start

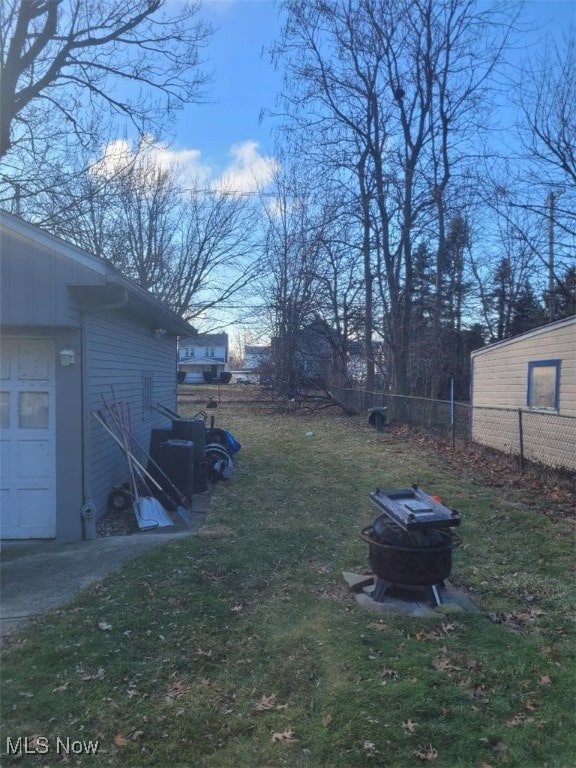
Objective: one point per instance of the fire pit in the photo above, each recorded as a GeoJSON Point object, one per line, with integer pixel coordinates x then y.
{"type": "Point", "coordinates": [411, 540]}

end
start

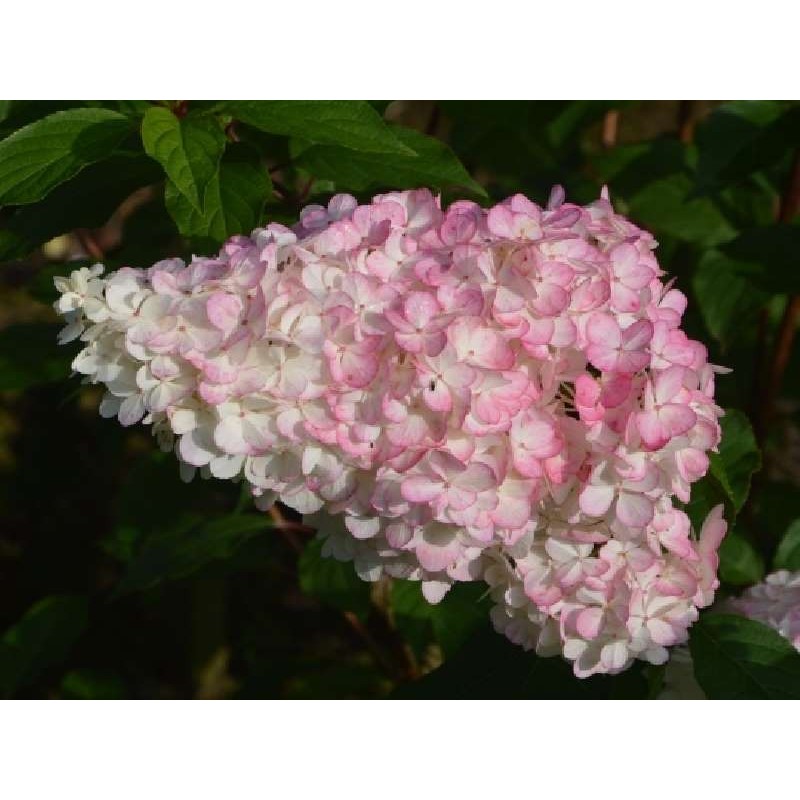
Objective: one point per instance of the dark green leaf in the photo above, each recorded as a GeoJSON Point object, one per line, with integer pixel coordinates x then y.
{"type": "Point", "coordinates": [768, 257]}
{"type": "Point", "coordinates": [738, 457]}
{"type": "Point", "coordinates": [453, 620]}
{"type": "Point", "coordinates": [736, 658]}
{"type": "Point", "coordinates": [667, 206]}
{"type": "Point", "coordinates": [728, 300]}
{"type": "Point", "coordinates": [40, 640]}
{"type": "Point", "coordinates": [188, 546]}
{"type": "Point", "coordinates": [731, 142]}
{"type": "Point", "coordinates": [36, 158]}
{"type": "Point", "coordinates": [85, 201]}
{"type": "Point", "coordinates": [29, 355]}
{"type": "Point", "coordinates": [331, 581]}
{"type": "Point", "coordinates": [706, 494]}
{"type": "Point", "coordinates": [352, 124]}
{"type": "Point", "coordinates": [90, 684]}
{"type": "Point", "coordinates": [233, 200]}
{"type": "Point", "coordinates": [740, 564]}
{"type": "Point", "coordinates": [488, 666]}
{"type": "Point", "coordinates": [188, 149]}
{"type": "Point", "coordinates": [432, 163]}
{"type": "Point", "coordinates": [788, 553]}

end
start

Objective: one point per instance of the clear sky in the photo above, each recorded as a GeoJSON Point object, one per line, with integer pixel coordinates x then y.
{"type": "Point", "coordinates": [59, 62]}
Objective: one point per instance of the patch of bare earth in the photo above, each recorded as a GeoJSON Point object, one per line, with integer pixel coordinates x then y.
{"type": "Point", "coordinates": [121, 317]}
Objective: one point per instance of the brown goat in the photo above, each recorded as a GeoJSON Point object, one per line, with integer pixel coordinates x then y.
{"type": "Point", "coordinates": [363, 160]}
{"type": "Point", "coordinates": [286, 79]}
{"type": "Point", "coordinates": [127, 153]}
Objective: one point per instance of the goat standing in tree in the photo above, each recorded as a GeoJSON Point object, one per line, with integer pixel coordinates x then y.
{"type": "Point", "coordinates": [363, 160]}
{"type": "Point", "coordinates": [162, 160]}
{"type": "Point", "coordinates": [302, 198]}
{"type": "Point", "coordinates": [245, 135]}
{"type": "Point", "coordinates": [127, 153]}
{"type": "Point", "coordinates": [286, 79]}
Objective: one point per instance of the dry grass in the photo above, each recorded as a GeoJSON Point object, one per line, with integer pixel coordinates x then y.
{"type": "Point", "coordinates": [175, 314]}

end

JOB ::
Pull out every line of the material above that contains the string "clear", and copy each one. Matching is case-sensitive.

FINAL ANSWER ::
Objective: one point per instance of the clear sky in the photo above, each recorded as a GeoJSON Point object, one per line, with integer pixel coordinates x then y.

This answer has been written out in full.